◆ **AIM OF THE TASK**
Copy the listing below word for word, leaving out the pictures.

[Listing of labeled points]
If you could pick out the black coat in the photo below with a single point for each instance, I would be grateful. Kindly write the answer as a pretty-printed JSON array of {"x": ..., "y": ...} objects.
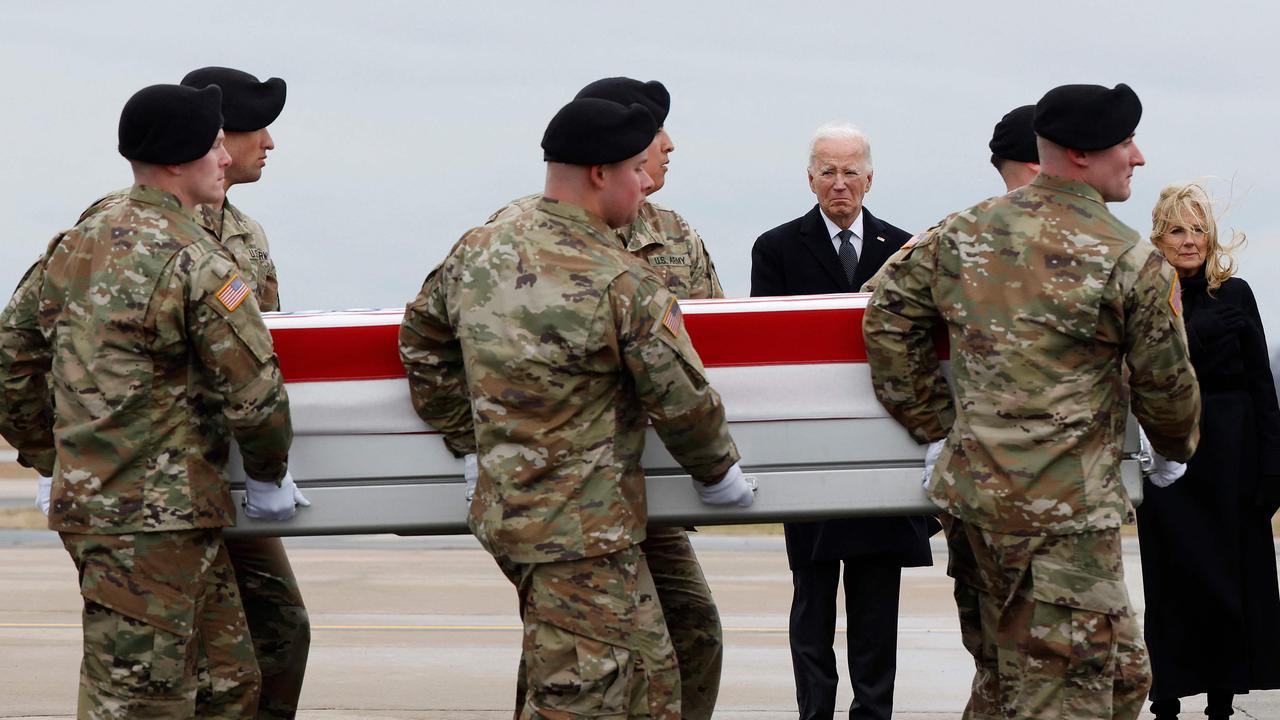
[
  {"x": 798, "y": 258},
  {"x": 1207, "y": 555}
]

◆ **RESULT FOR THIS TASK**
If you could pick out the black coat in the photo below with a single point for each instance, I would be grateful. Kindly write the answer as a pretty-printed JSON array of {"x": ..., "y": ...} objects.
[
  {"x": 798, "y": 258},
  {"x": 1207, "y": 555}
]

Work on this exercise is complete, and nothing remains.